[INFORMATION SUPPLIED]
· · · · ·
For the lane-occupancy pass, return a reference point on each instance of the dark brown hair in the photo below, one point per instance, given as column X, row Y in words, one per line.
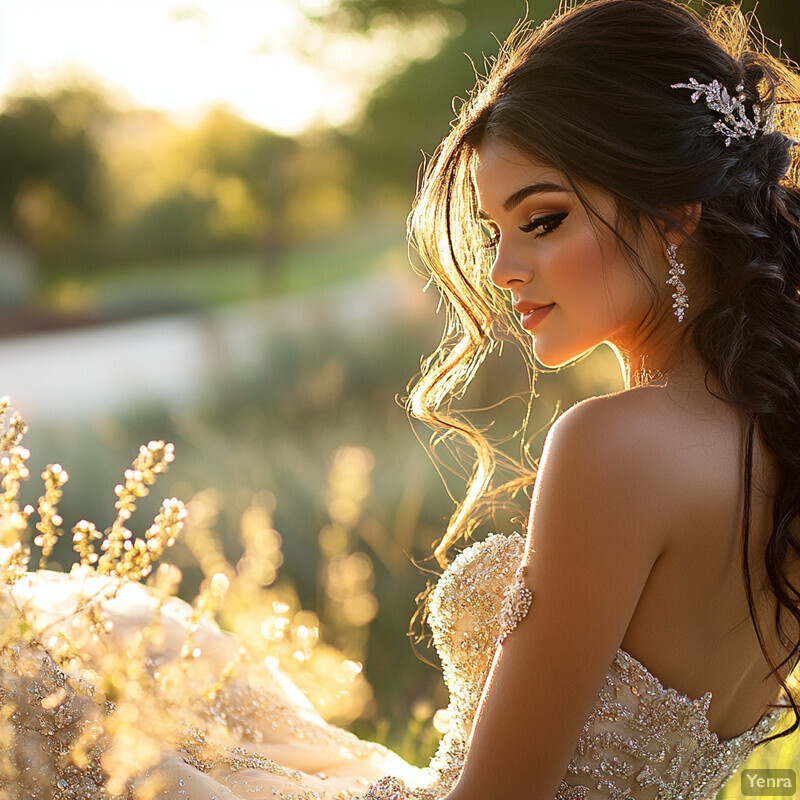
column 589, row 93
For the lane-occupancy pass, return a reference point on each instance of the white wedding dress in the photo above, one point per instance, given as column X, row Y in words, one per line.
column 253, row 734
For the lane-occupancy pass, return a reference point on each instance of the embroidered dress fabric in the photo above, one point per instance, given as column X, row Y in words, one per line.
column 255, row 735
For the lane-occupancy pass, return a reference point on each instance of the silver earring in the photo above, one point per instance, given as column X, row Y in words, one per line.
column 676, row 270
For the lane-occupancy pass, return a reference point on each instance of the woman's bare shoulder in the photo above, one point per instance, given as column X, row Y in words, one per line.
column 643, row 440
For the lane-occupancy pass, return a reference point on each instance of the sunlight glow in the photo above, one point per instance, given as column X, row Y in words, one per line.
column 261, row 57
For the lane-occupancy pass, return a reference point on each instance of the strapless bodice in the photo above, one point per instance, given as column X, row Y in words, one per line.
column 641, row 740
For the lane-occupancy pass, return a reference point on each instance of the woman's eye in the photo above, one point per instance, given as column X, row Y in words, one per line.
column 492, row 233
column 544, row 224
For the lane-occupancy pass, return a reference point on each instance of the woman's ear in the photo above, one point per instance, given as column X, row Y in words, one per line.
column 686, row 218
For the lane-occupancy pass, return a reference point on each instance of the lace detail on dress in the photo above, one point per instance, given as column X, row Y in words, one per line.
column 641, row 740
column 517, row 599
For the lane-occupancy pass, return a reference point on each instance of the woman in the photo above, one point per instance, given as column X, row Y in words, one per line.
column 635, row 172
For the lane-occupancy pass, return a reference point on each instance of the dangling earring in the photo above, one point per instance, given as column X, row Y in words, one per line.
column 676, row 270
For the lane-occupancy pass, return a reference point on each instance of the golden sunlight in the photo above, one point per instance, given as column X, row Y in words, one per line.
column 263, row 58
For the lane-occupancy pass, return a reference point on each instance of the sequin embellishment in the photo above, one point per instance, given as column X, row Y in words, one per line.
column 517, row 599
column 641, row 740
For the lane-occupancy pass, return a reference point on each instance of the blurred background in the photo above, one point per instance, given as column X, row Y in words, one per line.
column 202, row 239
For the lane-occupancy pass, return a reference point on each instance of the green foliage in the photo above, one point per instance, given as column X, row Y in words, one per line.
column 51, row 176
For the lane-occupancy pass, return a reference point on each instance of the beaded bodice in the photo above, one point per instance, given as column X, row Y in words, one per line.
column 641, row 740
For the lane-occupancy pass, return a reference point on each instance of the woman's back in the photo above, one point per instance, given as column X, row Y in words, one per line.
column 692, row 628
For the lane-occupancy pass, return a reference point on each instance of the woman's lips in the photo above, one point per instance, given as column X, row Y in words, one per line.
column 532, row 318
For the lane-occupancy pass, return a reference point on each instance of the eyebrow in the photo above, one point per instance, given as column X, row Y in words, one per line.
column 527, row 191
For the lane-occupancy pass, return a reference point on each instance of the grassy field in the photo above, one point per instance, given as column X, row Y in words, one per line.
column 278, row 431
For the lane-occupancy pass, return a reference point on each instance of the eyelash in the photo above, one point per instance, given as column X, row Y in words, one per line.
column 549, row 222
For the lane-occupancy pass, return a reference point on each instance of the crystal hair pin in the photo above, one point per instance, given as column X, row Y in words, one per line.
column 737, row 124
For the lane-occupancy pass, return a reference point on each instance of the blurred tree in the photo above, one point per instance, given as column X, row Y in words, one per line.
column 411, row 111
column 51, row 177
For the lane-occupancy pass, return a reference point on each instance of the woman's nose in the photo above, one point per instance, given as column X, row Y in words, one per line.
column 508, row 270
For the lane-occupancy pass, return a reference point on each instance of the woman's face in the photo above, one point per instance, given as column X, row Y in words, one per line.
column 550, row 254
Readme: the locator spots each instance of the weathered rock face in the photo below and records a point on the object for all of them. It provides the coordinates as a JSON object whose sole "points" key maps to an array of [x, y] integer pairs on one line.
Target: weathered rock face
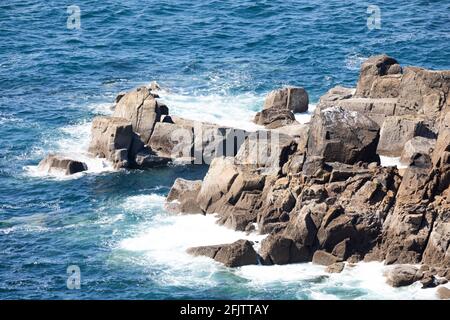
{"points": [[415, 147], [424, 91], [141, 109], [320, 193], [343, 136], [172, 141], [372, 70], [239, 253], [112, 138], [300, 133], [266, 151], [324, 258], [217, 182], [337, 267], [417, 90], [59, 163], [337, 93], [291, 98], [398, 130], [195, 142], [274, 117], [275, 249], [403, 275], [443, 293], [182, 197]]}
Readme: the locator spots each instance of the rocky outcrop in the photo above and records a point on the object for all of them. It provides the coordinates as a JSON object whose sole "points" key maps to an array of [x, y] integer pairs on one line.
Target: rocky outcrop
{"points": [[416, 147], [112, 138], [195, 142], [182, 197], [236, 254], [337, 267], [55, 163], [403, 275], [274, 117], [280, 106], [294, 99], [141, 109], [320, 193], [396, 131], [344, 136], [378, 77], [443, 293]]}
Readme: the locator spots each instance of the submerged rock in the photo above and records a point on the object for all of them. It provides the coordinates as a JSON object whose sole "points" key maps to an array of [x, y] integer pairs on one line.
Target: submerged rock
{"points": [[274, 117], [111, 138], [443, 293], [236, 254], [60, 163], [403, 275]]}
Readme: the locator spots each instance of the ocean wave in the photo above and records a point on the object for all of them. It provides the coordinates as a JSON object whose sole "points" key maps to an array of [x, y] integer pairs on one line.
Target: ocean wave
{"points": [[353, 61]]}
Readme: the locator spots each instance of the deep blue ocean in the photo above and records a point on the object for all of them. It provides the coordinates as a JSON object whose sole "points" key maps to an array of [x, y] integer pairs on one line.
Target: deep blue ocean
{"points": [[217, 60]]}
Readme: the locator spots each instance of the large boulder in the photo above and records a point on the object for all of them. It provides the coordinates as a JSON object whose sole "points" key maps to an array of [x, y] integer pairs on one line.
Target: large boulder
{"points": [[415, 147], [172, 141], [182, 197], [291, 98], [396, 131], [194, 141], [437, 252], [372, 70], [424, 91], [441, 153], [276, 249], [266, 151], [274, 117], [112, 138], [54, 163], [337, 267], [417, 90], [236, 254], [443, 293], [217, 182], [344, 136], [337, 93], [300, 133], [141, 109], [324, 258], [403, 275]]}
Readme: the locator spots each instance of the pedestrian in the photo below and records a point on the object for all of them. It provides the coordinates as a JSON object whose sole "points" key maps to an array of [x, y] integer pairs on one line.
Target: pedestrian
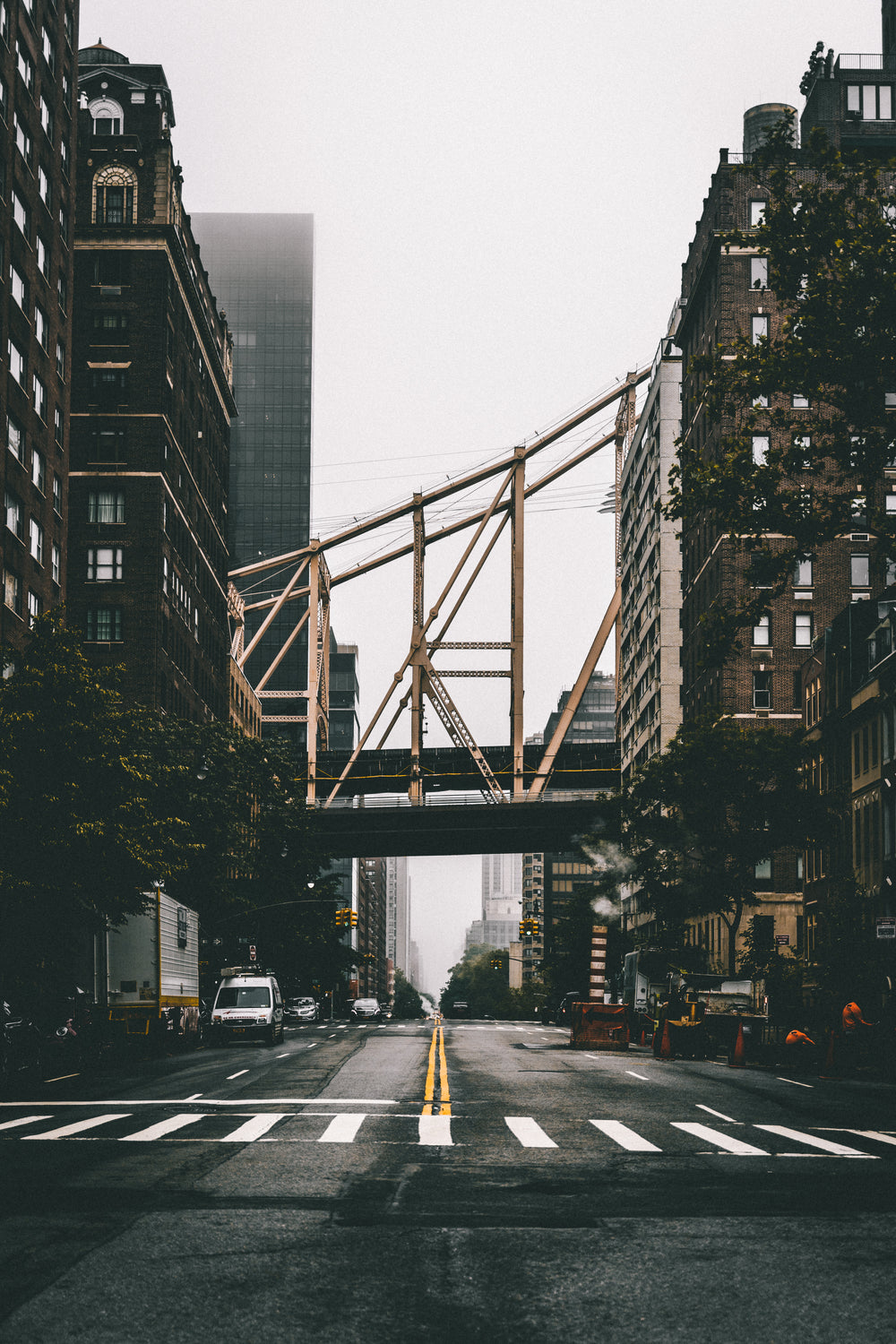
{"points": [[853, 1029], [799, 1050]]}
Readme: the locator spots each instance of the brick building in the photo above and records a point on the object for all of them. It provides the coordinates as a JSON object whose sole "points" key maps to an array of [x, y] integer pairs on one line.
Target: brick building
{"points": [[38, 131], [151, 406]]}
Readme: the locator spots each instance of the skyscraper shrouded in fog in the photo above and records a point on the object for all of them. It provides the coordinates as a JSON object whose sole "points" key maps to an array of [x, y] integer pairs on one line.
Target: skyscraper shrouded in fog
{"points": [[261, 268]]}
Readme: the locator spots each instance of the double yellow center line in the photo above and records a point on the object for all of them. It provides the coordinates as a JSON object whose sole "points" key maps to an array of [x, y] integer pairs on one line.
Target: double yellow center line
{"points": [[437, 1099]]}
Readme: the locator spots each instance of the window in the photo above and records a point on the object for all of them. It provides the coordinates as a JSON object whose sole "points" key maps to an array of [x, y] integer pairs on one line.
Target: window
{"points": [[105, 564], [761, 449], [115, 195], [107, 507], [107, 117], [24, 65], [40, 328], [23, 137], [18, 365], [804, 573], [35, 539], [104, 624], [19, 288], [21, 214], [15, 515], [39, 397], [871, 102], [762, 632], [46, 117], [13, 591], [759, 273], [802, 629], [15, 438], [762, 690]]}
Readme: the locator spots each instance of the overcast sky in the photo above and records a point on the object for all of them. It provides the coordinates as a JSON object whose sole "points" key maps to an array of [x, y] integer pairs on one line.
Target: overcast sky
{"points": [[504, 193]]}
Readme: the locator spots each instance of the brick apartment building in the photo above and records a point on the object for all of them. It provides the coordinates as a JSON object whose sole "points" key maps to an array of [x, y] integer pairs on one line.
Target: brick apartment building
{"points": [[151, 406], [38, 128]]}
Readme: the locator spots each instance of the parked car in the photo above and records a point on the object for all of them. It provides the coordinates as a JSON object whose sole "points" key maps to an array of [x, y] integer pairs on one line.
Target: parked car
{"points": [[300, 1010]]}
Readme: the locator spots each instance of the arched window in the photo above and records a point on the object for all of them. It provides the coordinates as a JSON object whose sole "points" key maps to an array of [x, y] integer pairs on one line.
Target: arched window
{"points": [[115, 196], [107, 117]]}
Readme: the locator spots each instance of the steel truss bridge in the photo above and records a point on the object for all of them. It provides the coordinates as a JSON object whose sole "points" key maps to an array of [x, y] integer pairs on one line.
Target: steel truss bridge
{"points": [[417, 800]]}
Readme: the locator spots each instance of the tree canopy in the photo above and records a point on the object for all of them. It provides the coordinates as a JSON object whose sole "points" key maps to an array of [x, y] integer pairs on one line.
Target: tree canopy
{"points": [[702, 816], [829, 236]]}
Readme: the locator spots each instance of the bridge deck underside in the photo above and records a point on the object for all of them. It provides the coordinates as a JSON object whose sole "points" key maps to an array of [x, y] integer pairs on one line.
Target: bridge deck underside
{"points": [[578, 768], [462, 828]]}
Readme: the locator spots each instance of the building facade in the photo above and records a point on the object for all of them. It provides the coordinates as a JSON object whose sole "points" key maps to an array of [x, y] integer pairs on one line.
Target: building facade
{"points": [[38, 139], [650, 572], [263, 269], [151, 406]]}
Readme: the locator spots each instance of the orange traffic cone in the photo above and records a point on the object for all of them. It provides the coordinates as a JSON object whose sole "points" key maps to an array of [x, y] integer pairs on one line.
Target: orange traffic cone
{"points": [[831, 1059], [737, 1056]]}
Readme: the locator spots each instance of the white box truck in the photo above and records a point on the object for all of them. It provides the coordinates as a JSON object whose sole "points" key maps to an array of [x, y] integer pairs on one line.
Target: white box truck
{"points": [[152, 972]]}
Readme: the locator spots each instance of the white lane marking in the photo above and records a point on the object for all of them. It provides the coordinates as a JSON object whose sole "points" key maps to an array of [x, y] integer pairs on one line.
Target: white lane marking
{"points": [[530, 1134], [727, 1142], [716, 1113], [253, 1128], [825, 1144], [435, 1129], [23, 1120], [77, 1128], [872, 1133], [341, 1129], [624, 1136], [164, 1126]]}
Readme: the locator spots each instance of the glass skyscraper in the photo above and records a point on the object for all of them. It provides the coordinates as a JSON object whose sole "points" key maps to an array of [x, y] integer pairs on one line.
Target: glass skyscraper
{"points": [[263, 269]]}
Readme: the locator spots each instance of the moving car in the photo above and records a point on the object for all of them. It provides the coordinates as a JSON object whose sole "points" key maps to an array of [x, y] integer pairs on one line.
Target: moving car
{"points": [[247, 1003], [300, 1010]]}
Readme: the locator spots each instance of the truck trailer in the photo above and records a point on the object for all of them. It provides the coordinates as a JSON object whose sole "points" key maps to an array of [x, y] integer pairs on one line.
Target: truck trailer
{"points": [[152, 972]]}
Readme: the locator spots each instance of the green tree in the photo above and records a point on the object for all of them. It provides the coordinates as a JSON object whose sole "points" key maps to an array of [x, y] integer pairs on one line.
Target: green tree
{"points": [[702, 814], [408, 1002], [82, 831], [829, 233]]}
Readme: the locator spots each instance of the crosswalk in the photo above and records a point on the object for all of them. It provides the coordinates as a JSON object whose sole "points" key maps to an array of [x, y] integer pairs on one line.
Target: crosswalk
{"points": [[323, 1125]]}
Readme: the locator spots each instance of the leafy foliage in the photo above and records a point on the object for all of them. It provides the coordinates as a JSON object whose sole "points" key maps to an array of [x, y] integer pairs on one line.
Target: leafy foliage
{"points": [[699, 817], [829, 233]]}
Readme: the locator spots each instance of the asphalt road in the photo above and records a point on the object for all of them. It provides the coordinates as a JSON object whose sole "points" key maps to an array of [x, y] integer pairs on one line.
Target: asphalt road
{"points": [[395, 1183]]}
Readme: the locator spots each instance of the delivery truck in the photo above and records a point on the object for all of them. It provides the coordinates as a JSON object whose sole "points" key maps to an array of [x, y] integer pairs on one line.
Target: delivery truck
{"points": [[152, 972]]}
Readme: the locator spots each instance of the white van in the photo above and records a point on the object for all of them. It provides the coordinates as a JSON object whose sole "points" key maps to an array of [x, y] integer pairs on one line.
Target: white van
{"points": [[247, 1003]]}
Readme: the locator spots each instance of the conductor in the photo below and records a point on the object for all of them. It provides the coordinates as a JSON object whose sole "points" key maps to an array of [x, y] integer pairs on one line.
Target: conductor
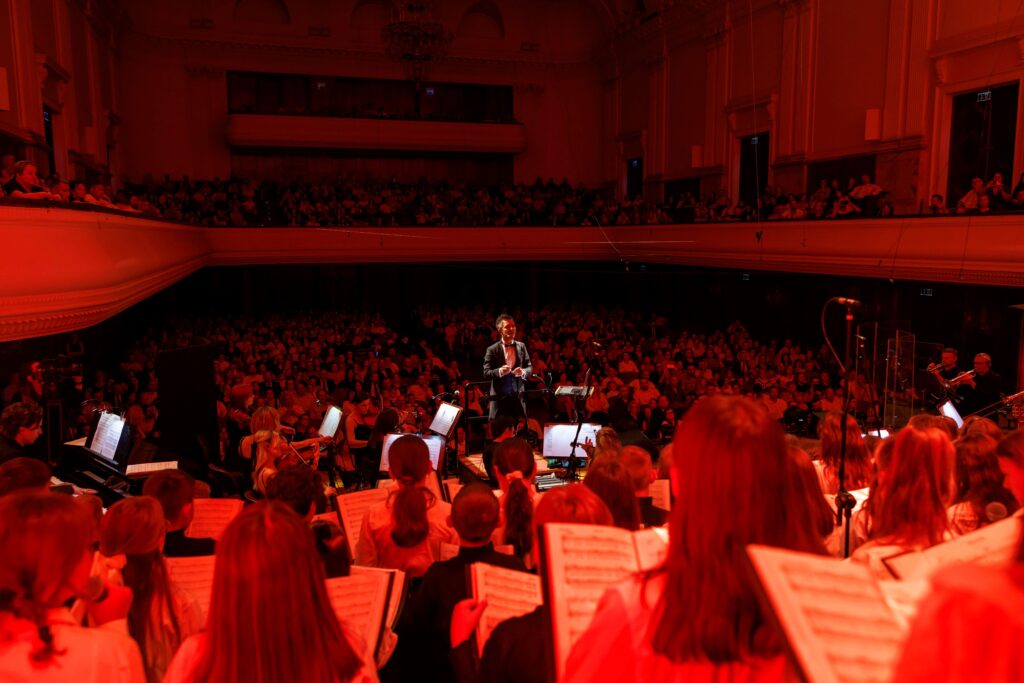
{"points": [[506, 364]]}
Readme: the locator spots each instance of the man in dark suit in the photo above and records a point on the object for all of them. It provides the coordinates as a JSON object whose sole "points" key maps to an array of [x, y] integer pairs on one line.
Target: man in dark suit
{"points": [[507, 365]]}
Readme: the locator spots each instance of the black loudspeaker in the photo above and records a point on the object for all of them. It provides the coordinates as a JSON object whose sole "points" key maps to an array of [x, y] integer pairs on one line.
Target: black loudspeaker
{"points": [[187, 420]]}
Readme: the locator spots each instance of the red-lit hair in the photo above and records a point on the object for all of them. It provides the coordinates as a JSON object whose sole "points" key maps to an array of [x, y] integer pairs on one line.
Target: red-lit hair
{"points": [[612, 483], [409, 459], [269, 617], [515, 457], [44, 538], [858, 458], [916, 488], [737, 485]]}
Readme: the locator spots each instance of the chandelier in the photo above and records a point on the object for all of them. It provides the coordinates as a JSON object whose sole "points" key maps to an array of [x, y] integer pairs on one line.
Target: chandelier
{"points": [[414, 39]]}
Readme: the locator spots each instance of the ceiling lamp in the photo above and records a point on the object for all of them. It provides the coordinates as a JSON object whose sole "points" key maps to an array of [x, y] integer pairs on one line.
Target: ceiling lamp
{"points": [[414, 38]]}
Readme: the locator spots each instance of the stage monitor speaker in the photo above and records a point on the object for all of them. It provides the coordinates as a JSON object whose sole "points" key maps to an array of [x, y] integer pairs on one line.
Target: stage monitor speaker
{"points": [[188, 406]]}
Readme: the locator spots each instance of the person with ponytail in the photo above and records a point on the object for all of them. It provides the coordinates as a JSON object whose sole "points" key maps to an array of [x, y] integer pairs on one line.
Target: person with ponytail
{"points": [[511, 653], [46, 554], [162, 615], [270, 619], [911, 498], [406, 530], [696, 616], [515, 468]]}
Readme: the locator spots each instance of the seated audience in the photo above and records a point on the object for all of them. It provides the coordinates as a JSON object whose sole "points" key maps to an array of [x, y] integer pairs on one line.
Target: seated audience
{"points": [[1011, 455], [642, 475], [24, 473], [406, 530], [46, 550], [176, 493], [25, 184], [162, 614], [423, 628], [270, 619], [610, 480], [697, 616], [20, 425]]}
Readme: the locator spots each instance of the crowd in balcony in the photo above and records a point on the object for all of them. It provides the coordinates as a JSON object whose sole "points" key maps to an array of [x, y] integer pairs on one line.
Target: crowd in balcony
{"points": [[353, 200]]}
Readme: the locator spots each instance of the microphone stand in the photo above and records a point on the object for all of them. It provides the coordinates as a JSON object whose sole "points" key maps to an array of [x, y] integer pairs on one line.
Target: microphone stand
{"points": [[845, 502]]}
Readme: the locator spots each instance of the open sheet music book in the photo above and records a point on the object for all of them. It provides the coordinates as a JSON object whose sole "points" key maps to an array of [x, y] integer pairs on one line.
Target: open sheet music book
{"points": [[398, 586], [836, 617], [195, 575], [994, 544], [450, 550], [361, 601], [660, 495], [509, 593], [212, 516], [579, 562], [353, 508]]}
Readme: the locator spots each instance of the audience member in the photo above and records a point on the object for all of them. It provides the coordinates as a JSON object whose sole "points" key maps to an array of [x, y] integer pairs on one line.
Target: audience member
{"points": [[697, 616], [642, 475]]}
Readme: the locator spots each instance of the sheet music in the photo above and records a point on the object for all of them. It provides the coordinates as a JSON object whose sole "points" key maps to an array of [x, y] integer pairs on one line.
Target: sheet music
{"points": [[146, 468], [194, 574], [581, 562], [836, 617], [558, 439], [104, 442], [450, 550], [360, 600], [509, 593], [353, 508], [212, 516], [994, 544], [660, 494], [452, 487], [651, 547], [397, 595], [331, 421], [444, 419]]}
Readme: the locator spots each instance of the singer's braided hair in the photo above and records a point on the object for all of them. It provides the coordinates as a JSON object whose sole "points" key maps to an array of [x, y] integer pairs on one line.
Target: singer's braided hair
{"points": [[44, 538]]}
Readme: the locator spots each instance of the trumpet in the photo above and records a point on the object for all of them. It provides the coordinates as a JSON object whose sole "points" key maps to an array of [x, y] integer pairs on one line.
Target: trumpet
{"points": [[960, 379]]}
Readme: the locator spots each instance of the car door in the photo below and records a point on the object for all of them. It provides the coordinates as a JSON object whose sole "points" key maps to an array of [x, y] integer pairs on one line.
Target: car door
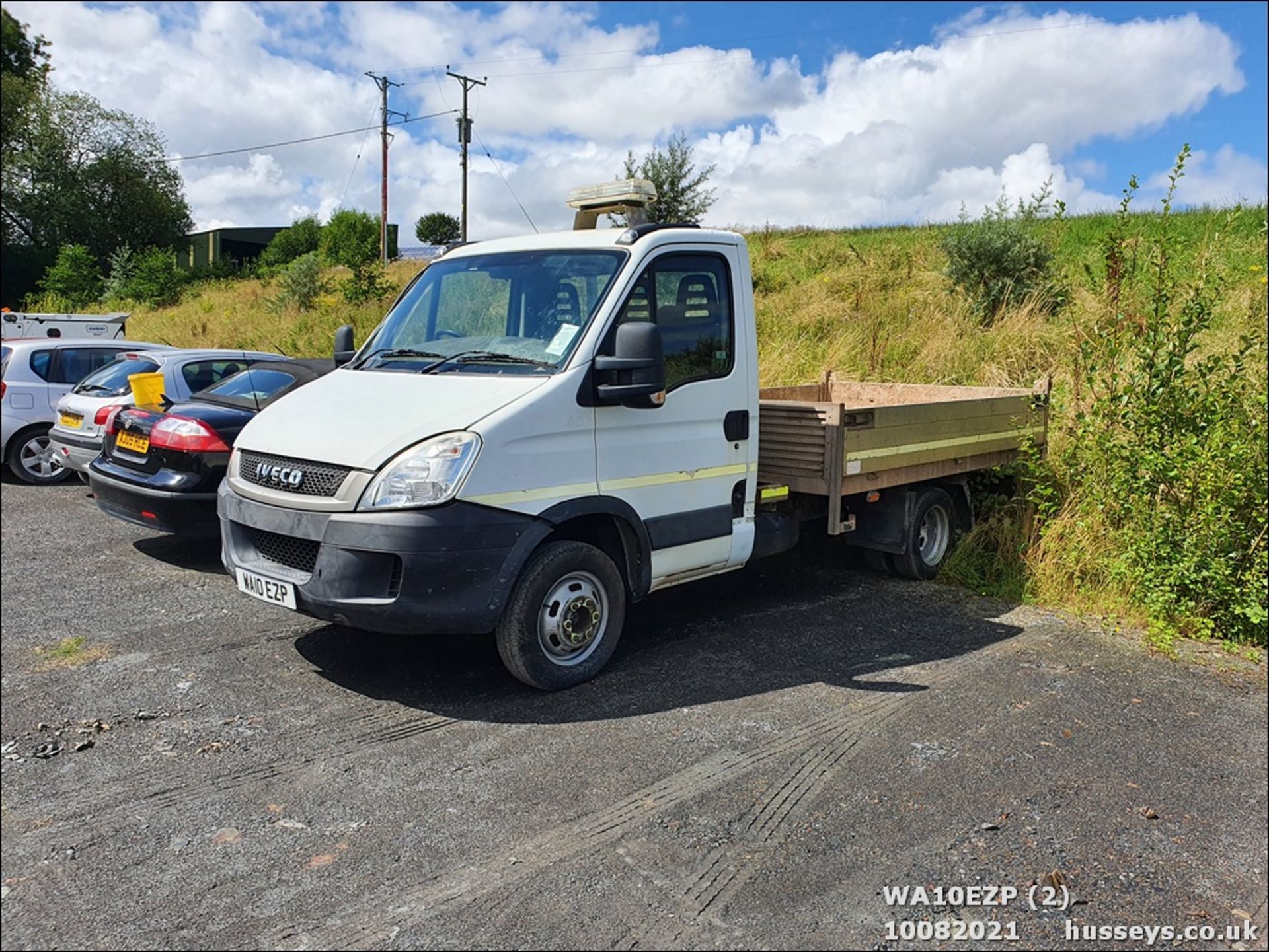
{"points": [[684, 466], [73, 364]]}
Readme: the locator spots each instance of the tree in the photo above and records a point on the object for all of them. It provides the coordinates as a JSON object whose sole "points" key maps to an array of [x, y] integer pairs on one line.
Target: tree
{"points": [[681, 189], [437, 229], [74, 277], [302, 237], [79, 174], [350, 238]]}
· · · · ·
[WHAT TO DO] Reproduce only the lines running from the one that contains "Readme: the locator spots each instance of the tree in" to the last line of the records.

[RESULT FOR THIS TASK]
Readme: the locator spots each instance of the tree in the photo above and records a point on the object for all of them. It provides the coordinates as a JSON object whose sole "points" key maps to an array of [x, y] integer pairs on one line.
Target: tree
{"points": [[681, 189], [437, 229], [74, 277], [302, 237], [79, 174], [350, 238]]}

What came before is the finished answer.